Your assignment
Repeat only the stretch of lines below that runs from the line with "box: [95, 39, 135, 83]" through the line with "94L207 92L206 96H203L204", unaltered.

Records provided

=== Begin Enclosure ===

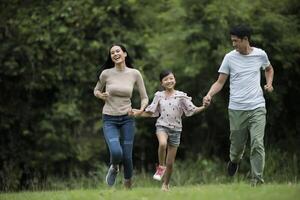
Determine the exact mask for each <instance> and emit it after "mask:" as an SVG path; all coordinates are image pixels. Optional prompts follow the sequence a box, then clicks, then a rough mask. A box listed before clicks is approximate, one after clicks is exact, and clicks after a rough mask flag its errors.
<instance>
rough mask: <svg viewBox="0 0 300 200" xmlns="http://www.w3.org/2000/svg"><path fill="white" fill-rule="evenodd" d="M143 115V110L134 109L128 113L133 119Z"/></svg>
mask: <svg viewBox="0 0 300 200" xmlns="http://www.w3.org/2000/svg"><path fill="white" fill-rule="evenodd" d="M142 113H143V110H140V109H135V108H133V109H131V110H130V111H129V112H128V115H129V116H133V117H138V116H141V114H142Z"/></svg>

=== End Enclosure ===
=== Begin Enclosure ===

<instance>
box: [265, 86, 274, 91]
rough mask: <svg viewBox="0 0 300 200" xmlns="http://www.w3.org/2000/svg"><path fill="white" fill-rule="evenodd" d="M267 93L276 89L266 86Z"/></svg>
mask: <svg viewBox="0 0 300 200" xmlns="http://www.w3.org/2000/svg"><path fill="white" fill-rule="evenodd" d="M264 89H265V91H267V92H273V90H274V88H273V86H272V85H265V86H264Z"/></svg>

=== End Enclosure ===
=== Begin Enclosure ===

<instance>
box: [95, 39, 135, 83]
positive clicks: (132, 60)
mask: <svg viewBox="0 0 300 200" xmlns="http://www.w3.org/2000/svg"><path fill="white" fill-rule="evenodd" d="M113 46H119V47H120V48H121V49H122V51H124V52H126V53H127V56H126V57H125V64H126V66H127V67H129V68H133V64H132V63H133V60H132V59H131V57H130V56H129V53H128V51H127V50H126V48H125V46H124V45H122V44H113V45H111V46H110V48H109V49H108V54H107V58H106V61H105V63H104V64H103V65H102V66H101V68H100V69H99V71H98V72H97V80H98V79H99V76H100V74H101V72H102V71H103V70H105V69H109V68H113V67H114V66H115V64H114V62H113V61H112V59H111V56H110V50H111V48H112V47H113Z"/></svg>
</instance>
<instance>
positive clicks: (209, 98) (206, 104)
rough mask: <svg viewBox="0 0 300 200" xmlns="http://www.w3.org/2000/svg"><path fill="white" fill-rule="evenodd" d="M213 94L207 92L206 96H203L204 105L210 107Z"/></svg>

=== End Enclosure ===

Written solution
box: [95, 39, 135, 83]
positive clicks: (132, 60)
mask: <svg viewBox="0 0 300 200" xmlns="http://www.w3.org/2000/svg"><path fill="white" fill-rule="evenodd" d="M113 46H119V47H120V48H121V49H122V51H124V52H126V53H127V56H126V57H125V64H126V66H127V67H129V68H133V64H132V63H133V60H132V59H131V57H130V56H129V53H128V51H127V50H126V48H125V46H124V45H122V44H113V45H111V46H110V48H109V49H108V54H107V58H106V61H105V63H104V64H103V65H102V66H101V68H100V69H99V71H98V72H97V80H98V79H99V76H100V74H101V72H102V71H103V70H105V69H109V68H113V67H114V66H115V64H114V62H113V61H112V59H111V56H110V50H111V48H112V47H113Z"/></svg>
</instance>
<instance>
positive clicks: (209, 98) (206, 104)
rough mask: <svg viewBox="0 0 300 200" xmlns="http://www.w3.org/2000/svg"><path fill="white" fill-rule="evenodd" d="M213 94L207 92L206 96H203L204 105L210 107Z"/></svg>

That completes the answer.